Exercise instructions: Reproduce every row below word for word, leaving nothing out.

Coordinate annotation records:
====================

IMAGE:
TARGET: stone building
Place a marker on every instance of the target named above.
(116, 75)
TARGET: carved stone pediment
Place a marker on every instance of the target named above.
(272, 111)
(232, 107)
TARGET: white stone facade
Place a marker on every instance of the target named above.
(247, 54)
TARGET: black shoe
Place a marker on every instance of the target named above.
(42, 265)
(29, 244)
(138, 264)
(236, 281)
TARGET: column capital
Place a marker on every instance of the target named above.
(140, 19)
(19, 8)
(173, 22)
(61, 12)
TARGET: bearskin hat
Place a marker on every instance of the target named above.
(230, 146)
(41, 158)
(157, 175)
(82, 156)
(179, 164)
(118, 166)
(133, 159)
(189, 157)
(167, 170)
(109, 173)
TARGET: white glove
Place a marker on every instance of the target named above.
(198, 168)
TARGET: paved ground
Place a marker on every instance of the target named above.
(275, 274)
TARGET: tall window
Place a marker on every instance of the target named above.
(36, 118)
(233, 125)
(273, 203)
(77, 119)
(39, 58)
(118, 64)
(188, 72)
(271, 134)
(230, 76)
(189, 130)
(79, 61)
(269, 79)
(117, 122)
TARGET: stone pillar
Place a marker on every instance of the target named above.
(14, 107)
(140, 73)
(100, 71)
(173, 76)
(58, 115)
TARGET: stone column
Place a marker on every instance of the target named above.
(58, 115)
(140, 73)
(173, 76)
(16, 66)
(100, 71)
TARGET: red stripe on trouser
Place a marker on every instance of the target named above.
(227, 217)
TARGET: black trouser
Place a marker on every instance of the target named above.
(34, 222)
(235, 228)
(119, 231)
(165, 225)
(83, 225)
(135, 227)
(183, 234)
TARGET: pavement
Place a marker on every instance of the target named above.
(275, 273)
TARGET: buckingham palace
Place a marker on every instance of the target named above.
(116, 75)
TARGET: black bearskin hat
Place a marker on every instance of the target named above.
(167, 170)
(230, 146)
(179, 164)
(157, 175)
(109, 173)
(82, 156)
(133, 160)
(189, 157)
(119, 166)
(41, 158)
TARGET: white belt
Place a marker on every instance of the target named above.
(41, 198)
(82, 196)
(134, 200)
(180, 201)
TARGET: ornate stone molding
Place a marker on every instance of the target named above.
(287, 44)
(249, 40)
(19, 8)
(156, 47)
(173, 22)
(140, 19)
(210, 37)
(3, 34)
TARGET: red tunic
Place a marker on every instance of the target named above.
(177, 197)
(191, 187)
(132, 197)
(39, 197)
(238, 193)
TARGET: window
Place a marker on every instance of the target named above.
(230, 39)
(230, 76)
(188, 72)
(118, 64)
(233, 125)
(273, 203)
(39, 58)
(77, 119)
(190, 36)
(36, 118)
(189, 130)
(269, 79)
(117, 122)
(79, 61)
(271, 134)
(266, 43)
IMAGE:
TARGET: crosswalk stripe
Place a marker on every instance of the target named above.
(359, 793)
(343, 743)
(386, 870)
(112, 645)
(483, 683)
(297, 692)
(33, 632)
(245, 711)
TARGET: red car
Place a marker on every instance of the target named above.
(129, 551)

====================

Answer for this exercise:
IMAGE:
TARGET: stone building
Place a marker on every instance of the target named above.
(116, 75)
TARGET: carved stone pediment
Place a marker on every instance of the target named above.
(272, 111)
(232, 107)
TARGET: white stone facade
Place a marker on every instance of the target named above.
(247, 54)
TARGET: black shoe
Place a marker on every instance of the target named above.
(42, 265)
(29, 244)
(138, 264)
(236, 281)
TARGET: column capital
Place a marker on every instance of the target named above.
(140, 19)
(19, 8)
(173, 22)
(61, 12)
TARGET: bearskin hat
Place a marker on every instance of the target named above.
(230, 146)
(41, 158)
(157, 175)
(82, 156)
(179, 164)
(118, 166)
(133, 159)
(189, 157)
(167, 170)
(109, 173)
TARGET: white glove
Place a marker on every instance of the target named above.
(198, 168)
TARGET: paved ground
Place a marker on every instance of the target named above.
(275, 274)
TARGET: tall window
Place a marker on every instance of the target named above.
(36, 118)
(233, 125)
(273, 203)
(77, 119)
(39, 58)
(118, 64)
(188, 72)
(271, 134)
(230, 76)
(189, 130)
(79, 61)
(269, 79)
(117, 122)
TARGET: stone pillar
Place a marker on every instance of the target named above.
(14, 107)
(140, 73)
(100, 71)
(173, 76)
(58, 115)
TARGET: stone column
Place a marker on every instance of the target named above.
(58, 115)
(140, 73)
(173, 76)
(16, 66)
(100, 71)
TARGET: red stripe on trouser
Place a marker on every instance of the target named above.
(227, 217)
TARGET: black trouser
Place a marker on every instance of the target named above.
(34, 222)
(235, 228)
(119, 231)
(165, 225)
(83, 225)
(135, 227)
(183, 234)
TARGET: pavement
Place a marker on every instance of the target named above.
(275, 273)
TARGET: buckingham palace
Place a marker on every instance of the target named above.
(116, 75)
TARGET: black bearskin hat
Place a marker on every instance of the target named above.
(167, 170)
(230, 146)
(179, 164)
(157, 175)
(109, 173)
(82, 156)
(133, 160)
(189, 157)
(119, 166)
(41, 158)
TARGET: white belt
Place a marker on every instance of the target named above.
(41, 198)
(82, 196)
(134, 200)
(180, 201)
TARGET: ornate stone molding
Place a marker on every instance of the target named above.
(287, 44)
(249, 40)
(19, 8)
(156, 47)
(173, 22)
(140, 19)
(210, 37)
(3, 34)
TARGET: red tunic
Place a marker on every instance of the target named above.
(177, 197)
(191, 187)
(132, 197)
(39, 197)
(238, 193)
TARGET: window
Place a marker on every instance of the target named above.
(230, 39)
(230, 76)
(188, 72)
(118, 64)
(233, 125)
(273, 203)
(39, 58)
(77, 119)
(190, 36)
(36, 118)
(189, 130)
(269, 79)
(117, 122)
(79, 61)
(271, 134)
(266, 43)
IMAGE:
TARGET: crosswalk stripe
Place a marker on every instance of the target named above.
(359, 793)
(343, 743)
(386, 870)
(112, 645)
(483, 683)
(297, 692)
(33, 632)
(245, 711)
TARGET: red car
Place a marker on every instance of the target named above.
(129, 551)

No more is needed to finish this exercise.